# [What the task requires]
Would you extract the whole listing below and retype it exactly?

Records
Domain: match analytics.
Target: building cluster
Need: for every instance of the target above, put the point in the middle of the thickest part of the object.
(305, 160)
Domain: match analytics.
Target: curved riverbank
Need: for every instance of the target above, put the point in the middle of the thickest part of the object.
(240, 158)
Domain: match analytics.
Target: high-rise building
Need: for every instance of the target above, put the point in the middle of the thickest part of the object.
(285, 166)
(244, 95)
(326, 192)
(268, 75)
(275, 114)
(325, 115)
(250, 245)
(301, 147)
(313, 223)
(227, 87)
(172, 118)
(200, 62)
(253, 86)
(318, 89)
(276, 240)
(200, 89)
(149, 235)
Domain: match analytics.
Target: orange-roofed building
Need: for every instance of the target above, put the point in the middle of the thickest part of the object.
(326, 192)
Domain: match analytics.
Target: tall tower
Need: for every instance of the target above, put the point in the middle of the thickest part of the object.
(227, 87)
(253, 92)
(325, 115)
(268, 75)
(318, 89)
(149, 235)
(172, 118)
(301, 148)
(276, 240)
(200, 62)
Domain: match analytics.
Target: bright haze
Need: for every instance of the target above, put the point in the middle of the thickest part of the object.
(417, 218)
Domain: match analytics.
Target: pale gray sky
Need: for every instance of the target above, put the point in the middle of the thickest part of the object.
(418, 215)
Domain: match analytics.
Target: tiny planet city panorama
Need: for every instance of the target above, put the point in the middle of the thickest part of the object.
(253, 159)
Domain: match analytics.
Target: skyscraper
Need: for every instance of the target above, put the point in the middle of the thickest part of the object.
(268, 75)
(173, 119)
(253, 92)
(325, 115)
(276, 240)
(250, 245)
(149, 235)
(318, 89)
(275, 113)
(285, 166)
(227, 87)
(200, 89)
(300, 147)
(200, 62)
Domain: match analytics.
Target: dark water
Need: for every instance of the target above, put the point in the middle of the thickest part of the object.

# [Task answer]
Domain: match analytics.
Target: building cluster
Need: for every instance of the target above, put the point in the middle of the thickest part of the object.
(305, 160)
Domain: match analytics.
Target: curved riverbank
Need: for every instance of the target above, put the point in the middle of the thickest part of the object.
(240, 158)
Domain: match analytics.
Target: high-rise building
Need: for every instance of the target above, put the point in the middle of the thickest part of the object.
(285, 166)
(244, 95)
(326, 192)
(268, 75)
(275, 114)
(325, 115)
(250, 245)
(301, 147)
(313, 223)
(227, 87)
(172, 118)
(200, 62)
(253, 86)
(318, 89)
(276, 240)
(200, 89)
(149, 235)
Domain: match analytics.
Target: orange-roofed building
Need: for every instance of the target above, put the point in the middle of the thickest part of the object.
(326, 192)
Domain: match analytics.
Target: tall tower
Need: for every instance of the target above, put the point in the middle of the thickest part of the object.
(227, 87)
(253, 92)
(325, 115)
(268, 75)
(318, 89)
(149, 235)
(172, 118)
(301, 148)
(276, 240)
(200, 62)
Domain: match analytics.
Target: bright haze
Need: for every instance of the target above, put the point in the middle of the thickest part of the object.
(417, 218)
Domain: match analytics.
Target: pale gray sky
Need: for every instance of the target above, put the point in the middle of the thickest part of the object.
(418, 215)
Domain: match analytics.
Target: tiny planet city panorama
Need: for every instance of the target above, put the point in the middle of the thickest part of the object.
(253, 159)
Domain: match analytics.
Target: skyscraper
Need: for every instance of the target above, put the point in the middle of the thickest part of the object.
(268, 75)
(173, 119)
(253, 92)
(325, 115)
(276, 240)
(250, 245)
(149, 235)
(318, 89)
(275, 113)
(285, 166)
(227, 87)
(200, 89)
(300, 147)
(200, 62)
Domain: match analytics.
Target: dark water
Need: for every instance of the target above, put the point in the middle of the thickest part of the object.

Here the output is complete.